* Problem statement
Pick out each line of the records below that contains the word "oven" and copy those lines.

* Coordinate annotation records

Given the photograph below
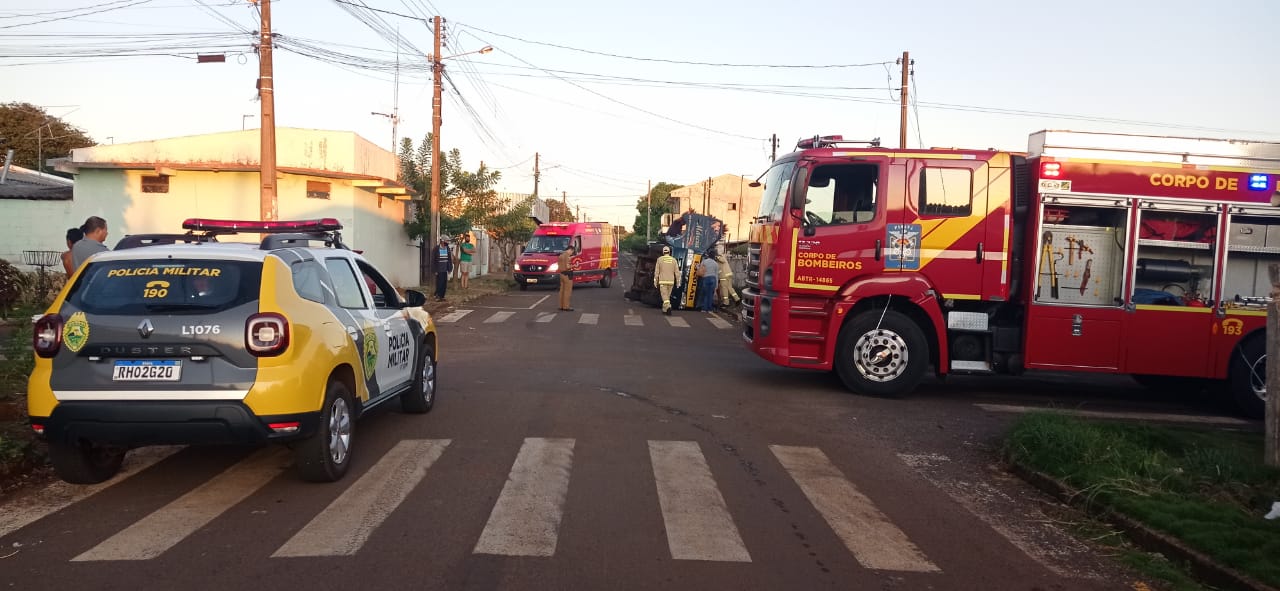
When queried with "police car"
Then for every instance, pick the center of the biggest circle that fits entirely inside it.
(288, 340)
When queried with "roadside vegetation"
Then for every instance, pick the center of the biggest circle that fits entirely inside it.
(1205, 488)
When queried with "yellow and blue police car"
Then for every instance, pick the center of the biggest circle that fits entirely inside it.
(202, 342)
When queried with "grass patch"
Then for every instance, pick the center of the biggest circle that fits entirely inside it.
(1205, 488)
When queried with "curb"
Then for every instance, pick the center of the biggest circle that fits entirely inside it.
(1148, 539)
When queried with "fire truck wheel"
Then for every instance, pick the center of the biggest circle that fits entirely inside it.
...
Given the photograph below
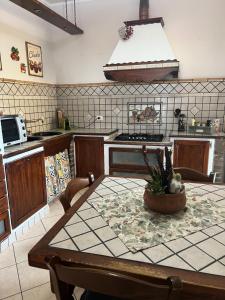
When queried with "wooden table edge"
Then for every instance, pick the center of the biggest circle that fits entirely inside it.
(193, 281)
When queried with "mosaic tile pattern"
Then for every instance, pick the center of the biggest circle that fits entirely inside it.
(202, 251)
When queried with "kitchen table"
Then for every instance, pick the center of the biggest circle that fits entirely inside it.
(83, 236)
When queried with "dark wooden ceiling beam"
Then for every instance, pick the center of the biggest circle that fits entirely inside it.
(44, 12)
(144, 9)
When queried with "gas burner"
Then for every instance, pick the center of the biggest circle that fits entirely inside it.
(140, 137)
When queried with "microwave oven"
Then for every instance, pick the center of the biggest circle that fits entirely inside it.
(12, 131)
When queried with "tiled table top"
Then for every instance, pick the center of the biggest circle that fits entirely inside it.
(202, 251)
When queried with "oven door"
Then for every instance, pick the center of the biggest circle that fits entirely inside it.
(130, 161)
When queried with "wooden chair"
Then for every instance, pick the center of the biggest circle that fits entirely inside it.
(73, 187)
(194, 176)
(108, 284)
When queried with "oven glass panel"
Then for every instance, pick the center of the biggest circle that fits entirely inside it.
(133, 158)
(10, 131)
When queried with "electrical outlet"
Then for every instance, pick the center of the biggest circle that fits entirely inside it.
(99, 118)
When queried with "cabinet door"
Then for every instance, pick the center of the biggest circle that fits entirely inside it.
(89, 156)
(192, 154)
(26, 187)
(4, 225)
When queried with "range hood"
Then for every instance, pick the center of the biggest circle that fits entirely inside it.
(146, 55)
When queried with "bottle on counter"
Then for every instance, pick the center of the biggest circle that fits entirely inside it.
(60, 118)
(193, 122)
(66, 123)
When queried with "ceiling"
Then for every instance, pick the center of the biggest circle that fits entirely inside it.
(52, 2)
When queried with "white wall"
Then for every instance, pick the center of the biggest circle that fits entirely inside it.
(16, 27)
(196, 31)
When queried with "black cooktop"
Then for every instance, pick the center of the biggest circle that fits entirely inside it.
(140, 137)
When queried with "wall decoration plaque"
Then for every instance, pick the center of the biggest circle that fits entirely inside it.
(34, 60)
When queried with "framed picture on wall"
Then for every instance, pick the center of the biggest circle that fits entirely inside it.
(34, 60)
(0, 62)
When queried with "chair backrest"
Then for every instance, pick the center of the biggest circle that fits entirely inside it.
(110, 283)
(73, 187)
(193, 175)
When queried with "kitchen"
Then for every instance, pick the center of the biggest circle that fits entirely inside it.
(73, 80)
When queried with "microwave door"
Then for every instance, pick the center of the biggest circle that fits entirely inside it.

* Answer for this exercise
When queried with "microwave oven"
When queried with "oven door"
When queried with "oven glass panel"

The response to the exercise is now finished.